■ Source information:
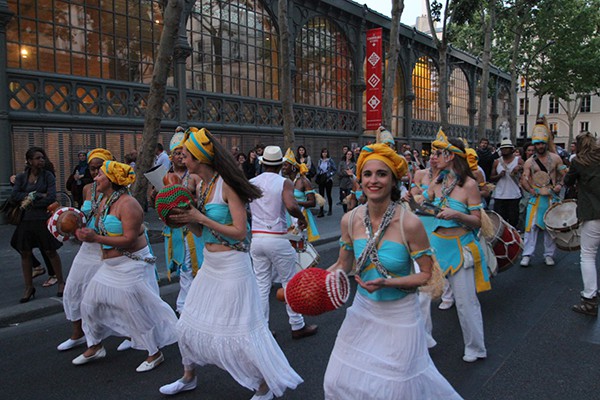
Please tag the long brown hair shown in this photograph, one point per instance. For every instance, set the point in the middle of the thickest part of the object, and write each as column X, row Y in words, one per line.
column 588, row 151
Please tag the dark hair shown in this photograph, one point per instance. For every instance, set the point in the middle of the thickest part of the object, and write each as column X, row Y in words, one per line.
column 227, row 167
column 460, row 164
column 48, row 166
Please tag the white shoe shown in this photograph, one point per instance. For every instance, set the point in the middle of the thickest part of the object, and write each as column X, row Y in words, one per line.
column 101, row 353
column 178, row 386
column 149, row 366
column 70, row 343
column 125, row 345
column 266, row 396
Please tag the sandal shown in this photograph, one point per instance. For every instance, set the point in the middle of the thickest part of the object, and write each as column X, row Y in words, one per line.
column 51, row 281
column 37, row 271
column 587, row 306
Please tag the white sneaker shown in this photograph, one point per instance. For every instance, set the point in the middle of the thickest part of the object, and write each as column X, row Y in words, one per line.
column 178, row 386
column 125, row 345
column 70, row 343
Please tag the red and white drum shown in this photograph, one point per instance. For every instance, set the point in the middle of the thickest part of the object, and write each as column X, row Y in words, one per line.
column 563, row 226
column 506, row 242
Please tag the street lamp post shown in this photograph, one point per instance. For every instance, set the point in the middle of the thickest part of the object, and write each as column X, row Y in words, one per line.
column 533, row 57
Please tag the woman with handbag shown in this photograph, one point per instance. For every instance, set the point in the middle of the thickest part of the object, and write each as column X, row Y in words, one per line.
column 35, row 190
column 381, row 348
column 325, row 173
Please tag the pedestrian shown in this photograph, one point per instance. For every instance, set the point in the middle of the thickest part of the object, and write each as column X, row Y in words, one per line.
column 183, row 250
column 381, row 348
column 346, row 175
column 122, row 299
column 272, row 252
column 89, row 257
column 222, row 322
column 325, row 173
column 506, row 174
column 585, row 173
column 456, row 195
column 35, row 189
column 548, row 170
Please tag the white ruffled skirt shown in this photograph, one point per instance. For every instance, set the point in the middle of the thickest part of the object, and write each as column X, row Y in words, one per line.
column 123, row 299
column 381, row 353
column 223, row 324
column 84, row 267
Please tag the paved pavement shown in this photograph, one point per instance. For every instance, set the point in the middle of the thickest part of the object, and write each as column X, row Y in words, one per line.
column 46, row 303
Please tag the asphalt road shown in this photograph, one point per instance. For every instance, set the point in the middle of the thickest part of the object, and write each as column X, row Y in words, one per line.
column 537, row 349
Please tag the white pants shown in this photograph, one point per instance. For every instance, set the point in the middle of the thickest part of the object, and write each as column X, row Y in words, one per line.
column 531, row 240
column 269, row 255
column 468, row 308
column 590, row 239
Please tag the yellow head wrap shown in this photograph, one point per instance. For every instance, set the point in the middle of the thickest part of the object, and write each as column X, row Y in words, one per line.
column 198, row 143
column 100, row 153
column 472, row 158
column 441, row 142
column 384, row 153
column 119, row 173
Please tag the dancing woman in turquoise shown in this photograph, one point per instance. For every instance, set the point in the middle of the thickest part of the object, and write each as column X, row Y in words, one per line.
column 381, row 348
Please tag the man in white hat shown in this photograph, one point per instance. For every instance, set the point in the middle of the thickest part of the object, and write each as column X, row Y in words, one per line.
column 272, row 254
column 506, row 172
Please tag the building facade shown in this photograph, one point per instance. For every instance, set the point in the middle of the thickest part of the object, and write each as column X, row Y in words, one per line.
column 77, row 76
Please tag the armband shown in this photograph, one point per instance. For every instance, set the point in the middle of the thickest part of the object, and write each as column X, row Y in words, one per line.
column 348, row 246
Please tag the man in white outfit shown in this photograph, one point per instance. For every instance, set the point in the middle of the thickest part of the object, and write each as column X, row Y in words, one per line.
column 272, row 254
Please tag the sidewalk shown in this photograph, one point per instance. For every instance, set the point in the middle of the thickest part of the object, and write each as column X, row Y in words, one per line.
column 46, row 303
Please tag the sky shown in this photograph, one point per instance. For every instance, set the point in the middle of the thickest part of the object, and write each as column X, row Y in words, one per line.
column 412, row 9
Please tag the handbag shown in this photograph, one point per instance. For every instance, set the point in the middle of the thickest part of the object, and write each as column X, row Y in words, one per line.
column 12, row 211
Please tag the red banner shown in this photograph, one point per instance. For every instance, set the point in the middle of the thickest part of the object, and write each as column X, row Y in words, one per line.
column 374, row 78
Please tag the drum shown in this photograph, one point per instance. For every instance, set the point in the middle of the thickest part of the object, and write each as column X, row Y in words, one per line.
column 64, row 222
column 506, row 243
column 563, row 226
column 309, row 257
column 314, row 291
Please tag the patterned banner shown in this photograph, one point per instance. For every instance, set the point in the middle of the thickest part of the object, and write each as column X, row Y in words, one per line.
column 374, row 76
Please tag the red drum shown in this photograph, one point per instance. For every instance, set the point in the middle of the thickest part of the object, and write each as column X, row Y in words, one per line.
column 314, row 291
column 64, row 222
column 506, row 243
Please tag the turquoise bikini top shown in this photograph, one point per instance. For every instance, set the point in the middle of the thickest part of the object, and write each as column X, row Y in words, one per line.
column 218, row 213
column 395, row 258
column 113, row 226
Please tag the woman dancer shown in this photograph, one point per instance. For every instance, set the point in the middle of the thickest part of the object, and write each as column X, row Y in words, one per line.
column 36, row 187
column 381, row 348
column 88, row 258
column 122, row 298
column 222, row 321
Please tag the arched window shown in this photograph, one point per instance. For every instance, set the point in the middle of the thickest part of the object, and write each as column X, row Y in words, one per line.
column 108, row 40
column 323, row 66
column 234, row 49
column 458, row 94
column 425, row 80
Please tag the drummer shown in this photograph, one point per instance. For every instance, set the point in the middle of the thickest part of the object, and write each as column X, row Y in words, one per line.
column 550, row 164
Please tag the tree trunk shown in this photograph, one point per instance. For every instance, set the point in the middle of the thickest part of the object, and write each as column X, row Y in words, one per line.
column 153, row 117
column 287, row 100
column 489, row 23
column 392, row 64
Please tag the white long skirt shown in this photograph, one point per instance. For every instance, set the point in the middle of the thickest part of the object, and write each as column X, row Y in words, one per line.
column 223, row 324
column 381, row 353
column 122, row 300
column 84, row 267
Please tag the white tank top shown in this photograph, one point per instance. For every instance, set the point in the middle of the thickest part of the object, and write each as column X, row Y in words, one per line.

■ Task prompt: Omit the pictures and reproduce the remaining material above exactly.

■ Written solution:
Please tag the long brown hair shown in this photograph, one point per instance. For every instance, set the point in the middle of the thickest part of the object, and write each as column X, row Y in words, one per line.
column 588, row 151
Please tag the dark hair shown in this photograph, one point per instance. For every instance, set the point in the middle of the thickest part of the object, and write each as column X, row Y in words, one per line.
column 227, row 167
column 460, row 164
column 48, row 166
Please tag the white shoe shown in this photograph, one point per instance. For every instance, set the point in the middle of the thickest part of the object, and write each as column X, row Y in words, one per line.
column 101, row 353
column 178, row 386
column 149, row 366
column 70, row 343
column 125, row 345
column 266, row 396
Please tag the sandal shown in this photograph, one point per instance. For every instance, set the point in the middle of the thickest part of the object, and write each as column X, row Y in words, one per line.
column 51, row 281
column 37, row 271
column 587, row 306
Please tag the white sneaker shown in this photograph, one point per instance. For every instance, set the point in the middle of the thickest part of the object, and write each as column X, row Y in words, one per line.
column 178, row 386
column 125, row 345
column 70, row 343
Please tag the red and white drum shown in this photograph, one point per instance. For every instance, set the point in the middle of the thickest part of the object, and write each as column X, row Y in words, one per line.
column 563, row 226
column 506, row 242
Please tag the street lamp post shown in this photograph, one point per instance. For every instance, set the point in the middle of the thickest part of the object, and write each as column X, row Y in words, one per line.
column 533, row 57
Please tag the woman with handbag shown in this photograph, one point per instance. For every instance, set the point in the middle of the thickest part of the object, and write each as column X, row Y in words, one per line.
column 35, row 190
column 381, row 348
column 325, row 173
Please tag the pedestrian shown in this photograph, one point per instance. For every instance, set the point in the middle of the thickest part of the object, and write each as column X, row Y in words, one per line.
column 183, row 250
column 381, row 348
column 346, row 175
column 122, row 299
column 272, row 252
column 89, row 257
column 222, row 322
column 325, row 173
column 506, row 174
column 585, row 173
column 456, row 195
column 35, row 189
column 548, row 170
Please tag the white ruffled skirt shown in this photograph, one point per instance. For every instance, set the point in the middle of the thickest part of the object, and write each as column X, row Y in words, one per line.
column 123, row 299
column 381, row 353
column 223, row 324
column 84, row 267
Please tag the paved pavement shown in this photograph, one point per instance. For every instance, set the point in the middle of the thickest part of the object, and write each as column X, row Y in words, one per line.
column 46, row 303
Please tag the asphalt road shown in this photograph, one point per instance. For every instance, set the point in the middle of the thickest part of the object, and write each as column X, row Y in words, one per line.
column 537, row 349
Please tag the white pants shown in this photograph, one point per instance. For every instance, set the point in the middle of the thickest part of the object, and write each as column X, row Y in words, one per line.
column 531, row 240
column 269, row 255
column 468, row 308
column 590, row 239
Please tag the yellow head wrap shown in this photograph, one point per instance. For every instance, set the point in the middle of the thickest part of the object, and write each as column X, row Y in words, one per line.
column 198, row 143
column 100, row 153
column 472, row 158
column 441, row 142
column 384, row 153
column 119, row 173
Please tag the dancing woman in turquoise shown in this photograph, one point per instance. For every instance, set the point in the middle of the thickest part of the object, and write each as column X, row Y in words, one per line.
column 381, row 348
Please tag the man in white hat shown in this photograph, one point per instance. For every instance, set the point in the middle of the thickest part of the object, and write each as column X, row Y in words, one per line.
column 272, row 254
column 506, row 172
Please tag the building facade shown in this photograph, one point per instance. For every instance, set the point in the middle of the thickest part of the object, and write each as column X, row Y in words, one per line.
column 77, row 76
Please tag the armband shown in this photograph, one point per instance. For every instance, set the point in the middle of the thickest part of the object, and write each as column X, row Y in words, one per line.
column 348, row 246
Please tag the man in white outfit shown in this photograph, one point per instance. For every instance, set the point in the middle of the thickest part of the object, and write each as column X, row Y in words, one per line.
column 272, row 254
Please tag the sidewalk shown in this photograph, one point per instance. For every instance, set the point in the middle of the thickest part of the object, and write each as column X, row Y in words, one per line.
column 46, row 303
Please tag the sky shown in this photograph, one point per instance. For every instance, set the point in the middle of the thickest part of the object, and write each as column X, row Y in words, one per line.
column 412, row 9
Please tag the handbag shown in this photograph, one point per instance. For every instance, set the point in the middle of the thickest part of the object, and write each as column X, row Y in words, one per line.
column 12, row 211
Please tag the red banner shown in this photograph, one point per instance. For every instance, set the point in the middle of the thickest part of the object, and write each as column X, row Y in words, one per line.
column 374, row 78
Please tag the drum shown in this photograph, one point per instance. For every instance, set the point in the middle of the thickest part of the object, and write each as column X, row Y in words, one per line.
column 64, row 222
column 506, row 243
column 563, row 226
column 309, row 257
column 314, row 291
Please tag the patterned banner shown in this photograph, one point per instance. For every instance, set the point in the middle of the thickest part of the object, and write each as column X, row Y in words, one per line.
column 374, row 76
Please tag the red drum shown in this photograph, one point per instance. For every instance, set the point in the middle of the thickest part of the object, and write each as column X, row Y in words, one per line.
column 314, row 291
column 64, row 222
column 506, row 243
Please tag the turquoise bikini top shown in this photograph, one point per instance. For every instance, set the point in the middle of the thickest part of the object, and write each as column X, row Y in words, one per line.
column 218, row 213
column 395, row 258
column 113, row 226
Please tag the woman dancer shown in this photograph, one point per instance. For every instance, set the point in the middle of the thickest part of the object, and write each as column X, row Y in words, one per line.
column 36, row 187
column 381, row 348
column 88, row 258
column 122, row 298
column 222, row 321
Please tag the arched window shown in this photograph, one point per instance. For every instance, set the point in the middle of the thickest part of the object, and write each as column X, row Y in words, one per line.
column 108, row 40
column 323, row 66
column 234, row 49
column 458, row 94
column 425, row 80
Please tag the drummer shown in this photograph, one point per instance. For every instance, set the point in the middle of the thickest part of the object, and write each as column X, row Y in words, one per line.
column 550, row 164
Please tag the tree trunk shown in this photograph, one point per instance. For every instance, set the point in the middle of the thickest part of the object, and write each as column X, row Y in words, one per line.
column 153, row 117
column 287, row 100
column 489, row 23
column 392, row 64
Please tag the white long skirt shown in this photograph, one point per instance. For every instance, set the point in the middle of the thickest part of the object, and write each as column X, row Y in words, one per line.
column 223, row 324
column 381, row 353
column 122, row 300
column 84, row 267
Please tag the white tank top shown in this photograph, one point per instance. For every instance, set the point in the middle of the thickest part of the object, and write each as column X, row Y in words, one per line.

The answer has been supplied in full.